Set problem =>
Can you echo the data below verbatim, from its first line through the line containing "[[445, 93, 566, 344]]", with both ends included?

Rows from a box-labeling dataset
+ + +
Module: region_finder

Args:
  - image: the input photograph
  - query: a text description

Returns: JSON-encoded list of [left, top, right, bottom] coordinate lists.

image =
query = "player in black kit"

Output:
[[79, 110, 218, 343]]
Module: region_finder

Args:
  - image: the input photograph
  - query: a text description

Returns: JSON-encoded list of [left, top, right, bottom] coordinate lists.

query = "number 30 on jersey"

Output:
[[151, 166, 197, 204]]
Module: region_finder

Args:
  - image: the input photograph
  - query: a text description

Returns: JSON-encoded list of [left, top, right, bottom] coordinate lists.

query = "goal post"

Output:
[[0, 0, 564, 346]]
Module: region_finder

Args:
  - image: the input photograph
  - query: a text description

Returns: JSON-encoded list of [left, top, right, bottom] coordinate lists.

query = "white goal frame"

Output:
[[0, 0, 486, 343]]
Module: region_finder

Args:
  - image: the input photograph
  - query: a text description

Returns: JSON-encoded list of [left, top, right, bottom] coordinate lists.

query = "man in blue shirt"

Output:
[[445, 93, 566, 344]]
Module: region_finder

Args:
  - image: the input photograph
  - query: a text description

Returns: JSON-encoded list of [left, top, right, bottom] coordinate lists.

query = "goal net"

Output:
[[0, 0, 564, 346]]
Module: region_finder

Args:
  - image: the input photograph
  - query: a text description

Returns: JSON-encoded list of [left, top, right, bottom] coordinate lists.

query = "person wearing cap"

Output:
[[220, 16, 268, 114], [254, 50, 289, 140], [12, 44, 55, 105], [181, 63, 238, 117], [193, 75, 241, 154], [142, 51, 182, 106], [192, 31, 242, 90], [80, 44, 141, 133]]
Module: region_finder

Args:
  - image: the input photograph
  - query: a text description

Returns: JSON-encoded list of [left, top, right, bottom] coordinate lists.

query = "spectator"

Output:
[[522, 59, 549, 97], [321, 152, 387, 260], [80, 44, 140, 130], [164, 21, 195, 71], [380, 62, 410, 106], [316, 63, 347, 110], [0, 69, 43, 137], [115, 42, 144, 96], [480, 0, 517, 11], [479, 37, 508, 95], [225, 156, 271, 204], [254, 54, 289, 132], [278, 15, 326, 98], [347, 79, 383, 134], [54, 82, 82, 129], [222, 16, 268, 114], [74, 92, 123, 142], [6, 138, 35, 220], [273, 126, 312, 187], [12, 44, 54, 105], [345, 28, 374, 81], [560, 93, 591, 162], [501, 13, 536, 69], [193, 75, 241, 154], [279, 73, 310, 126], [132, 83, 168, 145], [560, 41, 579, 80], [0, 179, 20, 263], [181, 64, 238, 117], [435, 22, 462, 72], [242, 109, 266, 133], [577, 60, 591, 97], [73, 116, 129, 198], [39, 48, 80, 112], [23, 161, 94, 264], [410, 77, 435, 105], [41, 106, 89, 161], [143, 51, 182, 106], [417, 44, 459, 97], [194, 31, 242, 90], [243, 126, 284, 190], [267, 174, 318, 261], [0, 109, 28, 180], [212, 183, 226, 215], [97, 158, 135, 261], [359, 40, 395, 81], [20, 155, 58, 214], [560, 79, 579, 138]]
+ + +
Answer to this task =>
Module: region_finder

Args:
  - image: the input photograph
  - query: a text description

Returns: JSON-encoded list of [left, top, right, bottom] coordinate lists.

image =
query = "player in black kit"

Output:
[[79, 110, 218, 343]]
Module: region_finder

Args:
  - image: the input photograph
  - query: a text description

Returns: JSON-encoded list of [left, top, right, bottom] coordinate lists.

query = "number 30 on jersey"

Output:
[[151, 166, 197, 204]]
Module: region_finder

Args:
  - image: the input photograph
  - query: a text description

Returns: JSON-encoded list of [left, top, right, bottom] coordinate lists.

query = "goal post"

Output:
[[0, 0, 564, 346]]
Module: region_finder

Args:
  - image: the input photograph
  - query: a text description

Returns: JSON-encoded list of [left, top, right, bottom] coordinate lists.

query = "white goal frame"

Output:
[[0, 0, 486, 343]]
Module: region_finder

Args:
  - image: the input photograph
  - query: a text description

Returns: JSON-encoded list of [left, top, right, bottom] coordinate lists.

query = "man in blue shirt"

Output:
[[445, 93, 566, 344]]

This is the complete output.